[GIVEN INFORMATION — start]
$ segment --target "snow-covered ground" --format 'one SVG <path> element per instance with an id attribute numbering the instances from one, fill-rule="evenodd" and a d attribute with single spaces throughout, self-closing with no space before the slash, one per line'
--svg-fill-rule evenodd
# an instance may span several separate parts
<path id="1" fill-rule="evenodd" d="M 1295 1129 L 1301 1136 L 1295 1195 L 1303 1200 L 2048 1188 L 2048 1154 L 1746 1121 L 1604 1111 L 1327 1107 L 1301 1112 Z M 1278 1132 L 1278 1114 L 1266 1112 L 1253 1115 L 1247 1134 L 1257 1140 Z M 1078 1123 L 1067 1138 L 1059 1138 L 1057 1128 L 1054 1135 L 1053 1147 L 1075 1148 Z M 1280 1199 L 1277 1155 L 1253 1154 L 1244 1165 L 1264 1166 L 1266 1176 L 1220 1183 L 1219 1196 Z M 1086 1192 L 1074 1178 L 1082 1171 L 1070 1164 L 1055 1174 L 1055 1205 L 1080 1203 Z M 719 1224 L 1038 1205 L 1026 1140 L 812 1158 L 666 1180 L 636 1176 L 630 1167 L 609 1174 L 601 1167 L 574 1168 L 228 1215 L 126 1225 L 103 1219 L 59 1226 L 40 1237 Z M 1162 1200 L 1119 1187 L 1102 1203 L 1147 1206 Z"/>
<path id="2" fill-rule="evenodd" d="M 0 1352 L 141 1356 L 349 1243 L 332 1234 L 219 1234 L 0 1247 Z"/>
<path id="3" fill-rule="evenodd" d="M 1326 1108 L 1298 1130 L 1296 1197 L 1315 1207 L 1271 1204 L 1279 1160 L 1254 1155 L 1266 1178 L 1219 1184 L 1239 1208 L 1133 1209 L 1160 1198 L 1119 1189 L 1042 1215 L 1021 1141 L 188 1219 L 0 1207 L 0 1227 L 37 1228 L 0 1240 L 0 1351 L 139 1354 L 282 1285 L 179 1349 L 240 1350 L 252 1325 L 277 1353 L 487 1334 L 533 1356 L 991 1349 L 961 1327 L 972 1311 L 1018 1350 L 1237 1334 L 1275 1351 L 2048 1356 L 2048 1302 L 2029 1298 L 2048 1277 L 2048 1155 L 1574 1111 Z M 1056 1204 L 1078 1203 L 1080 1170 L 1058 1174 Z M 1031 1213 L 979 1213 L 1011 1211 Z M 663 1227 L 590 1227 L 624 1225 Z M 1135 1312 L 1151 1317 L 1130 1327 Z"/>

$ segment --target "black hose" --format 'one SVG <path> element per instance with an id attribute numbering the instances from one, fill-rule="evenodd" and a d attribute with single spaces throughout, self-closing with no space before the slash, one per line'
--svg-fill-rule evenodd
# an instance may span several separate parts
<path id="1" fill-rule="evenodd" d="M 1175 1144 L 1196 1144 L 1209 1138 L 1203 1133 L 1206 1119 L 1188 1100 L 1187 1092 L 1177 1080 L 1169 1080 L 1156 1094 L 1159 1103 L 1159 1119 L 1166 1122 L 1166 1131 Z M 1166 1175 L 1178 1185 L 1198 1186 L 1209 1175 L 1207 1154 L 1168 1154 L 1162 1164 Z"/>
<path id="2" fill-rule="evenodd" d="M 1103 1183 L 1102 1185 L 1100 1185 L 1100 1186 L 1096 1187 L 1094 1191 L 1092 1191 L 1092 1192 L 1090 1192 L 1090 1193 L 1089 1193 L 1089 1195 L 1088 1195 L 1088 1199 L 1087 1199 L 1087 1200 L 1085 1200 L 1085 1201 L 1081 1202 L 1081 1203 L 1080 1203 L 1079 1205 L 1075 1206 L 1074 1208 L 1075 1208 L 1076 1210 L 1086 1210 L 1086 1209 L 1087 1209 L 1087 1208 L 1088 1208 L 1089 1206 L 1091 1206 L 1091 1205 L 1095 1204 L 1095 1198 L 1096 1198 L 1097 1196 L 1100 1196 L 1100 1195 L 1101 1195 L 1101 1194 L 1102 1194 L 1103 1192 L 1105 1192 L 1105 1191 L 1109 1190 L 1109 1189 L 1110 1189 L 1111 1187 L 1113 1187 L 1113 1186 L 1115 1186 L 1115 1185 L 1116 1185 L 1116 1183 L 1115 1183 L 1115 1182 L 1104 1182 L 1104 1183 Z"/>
[GIVEN INFORMATION — finish]
### WHAT NEEDS TO BE DONE
Copy out the records above exactly.

### PROBLEM SOLUTION
$ segment --target "snow-covered ground" --format 'one SVG <path> element per instance with an id attribute numbering the instances from one, fill-rule="evenodd" and a d attribute with single spaces throughout, self-closing with no space before the slash, one per line'
--svg-fill-rule evenodd
# an instance may span several separate parts
<path id="1" fill-rule="evenodd" d="M 1295 1129 L 1301 1136 L 1295 1195 L 1303 1200 L 2048 1188 L 2048 1154 L 1746 1121 L 1604 1111 L 1327 1107 L 1301 1112 Z M 1278 1132 L 1278 1114 L 1266 1112 L 1253 1115 L 1247 1134 L 1257 1140 Z M 1078 1123 L 1067 1138 L 1059 1138 L 1057 1128 L 1054 1135 L 1053 1147 L 1075 1148 Z M 1280 1199 L 1277 1155 L 1253 1154 L 1244 1165 L 1264 1166 L 1266 1176 L 1220 1183 L 1219 1196 Z M 1086 1192 L 1074 1178 L 1082 1171 L 1070 1164 L 1055 1174 L 1055 1205 L 1080 1203 Z M 719 1224 L 1038 1205 L 1026 1140 L 812 1158 L 666 1180 L 636 1176 L 630 1167 L 609 1174 L 601 1167 L 574 1168 L 228 1215 L 126 1225 L 103 1219 L 59 1226 L 40 1237 Z M 1162 1200 L 1119 1187 L 1102 1203 L 1147 1206 Z"/>
<path id="2" fill-rule="evenodd" d="M 0 1352 L 141 1356 L 349 1243 L 332 1234 L 219 1234 L 0 1247 Z"/>
<path id="3" fill-rule="evenodd" d="M 1326 1108 L 1298 1130 L 1296 1197 L 1315 1207 L 1271 1204 L 1279 1160 L 1254 1155 L 1266 1178 L 1219 1184 L 1239 1208 L 1133 1209 L 1160 1198 L 1119 1189 L 1042 1215 L 1021 1141 L 188 1219 L 0 1207 L 0 1227 L 37 1228 L 0 1240 L 0 1351 L 139 1354 L 282 1285 L 179 1349 L 240 1350 L 252 1325 L 277 1353 L 487 1334 L 533 1356 L 991 1349 L 961 1327 L 972 1311 L 1018 1350 L 1237 1334 L 1275 1351 L 2048 1356 L 2048 1302 L 2029 1298 L 2048 1277 L 2048 1155 L 1574 1111 Z M 1056 1204 L 1078 1203 L 1080 1170 L 1058 1174 Z M 1031 1213 L 979 1213 L 1011 1211 Z M 663 1227 L 590 1227 L 624 1225 Z M 1135 1312 L 1151 1317 L 1130 1327 Z"/>

$ segment --target "black hose" --format 'one SVG <path> element per instance with an id attribute numbering the instances from one, fill-rule="evenodd" and a d attribute with single spaces throughout, self-closing with no space before the slash, one per line'
--svg-fill-rule evenodd
# an instance may span several separate parts
<path id="1" fill-rule="evenodd" d="M 1175 1144 L 1196 1144 L 1209 1138 L 1203 1133 L 1206 1119 L 1188 1100 L 1187 1092 L 1177 1080 L 1169 1080 L 1156 1094 L 1159 1103 L 1159 1119 L 1166 1122 L 1166 1131 Z M 1166 1175 L 1178 1185 L 1198 1186 L 1209 1175 L 1207 1154 L 1168 1154 L 1162 1164 Z"/>
<path id="2" fill-rule="evenodd" d="M 1103 1183 L 1102 1185 L 1100 1185 L 1100 1186 L 1096 1187 L 1094 1191 L 1092 1191 L 1092 1192 L 1090 1192 L 1090 1193 L 1089 1193 L 1089 1195 L 1088 1195 L 1088 1199 L 1087 1199 L 1087 1200 L 1085 1200 L 1085 1201 L 1081 1202 L 1081 1203 L 1080 1203 L 1079 1205 L 1075 1206 L 1074 1208 L 1075 1208 L 1076 1210 L 1086 1210 L 1086 1209 L 1087 1209 L 1087 1208 L 1088 1208 L 1089 1206 L 1091 1206 L 1091 1205 L 1095 1204 L 1095 1198 L 1096 1198 L 1097 1196 L 1100 1196 L 1100 1195 L 1101 1195 L 1101 1194 L 1102 1194 L 1103 1192 L 1105 1192 L 1105 1191 L 1109 1190 L 1109 1189 L 1110 1189 L 1111 1187 L 1113 1187 L 1113 1186 L 1115 1186 L 1115 1185 L 1116 1185 L 1116 1183 L 1115 1183 L 1115 1182 L 1104 1182 L 1104 1183 Z"/>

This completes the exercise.